Extracted material:
◆ ◆ ◆ ◆ ◆

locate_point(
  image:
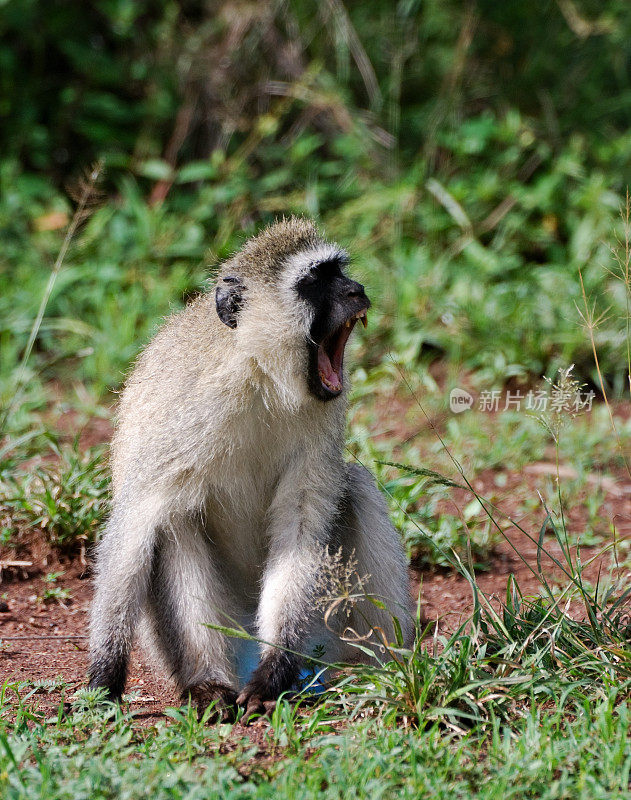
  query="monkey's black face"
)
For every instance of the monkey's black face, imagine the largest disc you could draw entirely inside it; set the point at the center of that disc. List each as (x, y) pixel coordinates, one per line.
(337, 303)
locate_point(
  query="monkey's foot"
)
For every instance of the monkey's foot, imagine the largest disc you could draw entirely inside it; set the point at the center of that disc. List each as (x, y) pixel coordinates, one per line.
(223, 697)
(254, 704)
(275, 674)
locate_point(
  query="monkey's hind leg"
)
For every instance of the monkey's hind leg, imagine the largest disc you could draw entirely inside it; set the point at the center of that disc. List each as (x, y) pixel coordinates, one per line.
(369, 538)
(187, 593)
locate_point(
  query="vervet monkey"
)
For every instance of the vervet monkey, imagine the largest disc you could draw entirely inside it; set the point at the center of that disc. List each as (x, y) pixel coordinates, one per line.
(229, 482)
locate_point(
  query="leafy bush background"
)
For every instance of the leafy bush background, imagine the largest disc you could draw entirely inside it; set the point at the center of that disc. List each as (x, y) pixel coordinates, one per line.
(472, 155)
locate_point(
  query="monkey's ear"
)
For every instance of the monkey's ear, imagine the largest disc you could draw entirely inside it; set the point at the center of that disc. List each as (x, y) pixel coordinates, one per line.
(229, 299)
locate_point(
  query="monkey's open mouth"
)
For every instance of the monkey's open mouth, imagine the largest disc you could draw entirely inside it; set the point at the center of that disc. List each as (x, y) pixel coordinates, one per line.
(331, 354)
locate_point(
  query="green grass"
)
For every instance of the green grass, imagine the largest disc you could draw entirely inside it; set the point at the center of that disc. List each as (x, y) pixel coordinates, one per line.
(528, 703)
(543, 756)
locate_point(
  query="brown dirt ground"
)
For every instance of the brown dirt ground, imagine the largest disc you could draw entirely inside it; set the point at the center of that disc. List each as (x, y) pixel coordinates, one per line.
(42, 641)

◆ ◆ ◆ ◆ ◆

Problem statement: Your task is to return the entries above exactly, with no pictures.

Complete output:
locate_point(
  image:
  query="monkey's black face"
)
For every instance of the monkey's black face, imagine the largest disc you could draw entirely inside it; set the point at the center of that disc. List each as (x, y) pixel coordinates, one per line.
(337, 303)
locate_point(
  query="monkey's foot"
)
For every instance of the monkey's foot, imagine the largest disc you could draw entirely inside it; set the point at the center of that disc. List each as (x, y) pixel coordinates, one per line.
(223, 697)
(254, 704)
(275, 674)
locate_point(
  query="monkey's hind leg"
)
For every instance of the monkey's hind leg, imagine the largest disc you could draw entirely inside it; set the point at the center of that disc. List each as (x, y) pixel coordinates, one per line.
(369, 538)
(187, 593)
locate_point(
  query="vervet monkey"
)
For every instance of the vervet monkey, imagine the largest disc you could draw entirely inside it; set the point at the center of that disc. List each as (x, y) pixel coordinates, one per line.
(229, 482)
locate_point(
  query="leafy bush background"
)
For every instance of the leafy bush background, imagine the largest disc you could draw entirely inside it; set the point at the center of that disc. List each as (x, y) pixel coordinates, one per line.
(472, 155)
locate_point(
  query="monkey's ear"
)
For every instance of the monkey's ear, imagine the largest disc you could draw entirely inside it; set the point at the center of that disc. List each as (x, y) pixel coordinates, one per line.
(229, 299)
locate_point(
  query="monkey's open mouth"
)
For every instance of the monkey's open mouth, imagine the largest disc you could draw entirely inside it; set the point at the center of that disc. List each as (x, y) pixel coordinates, one per line.
(331, 354)
locate_point(
  query="green grass"
)
For every instance of the green grass, imagine the largest disc you could draw entirely inside it; set the point at the center of that disc. List each as (x, y) pixel coordinates, one per line.
(528, 703)
(543, 756)
locate_point(
  query="brown dirt ground"
)
For every instance of the brown dirt ground, imagine the largest disc you could draw entirely inside it; set the point at the center of that disc. List each as (x, y) pixel coordinates, one per line.
(42, 641)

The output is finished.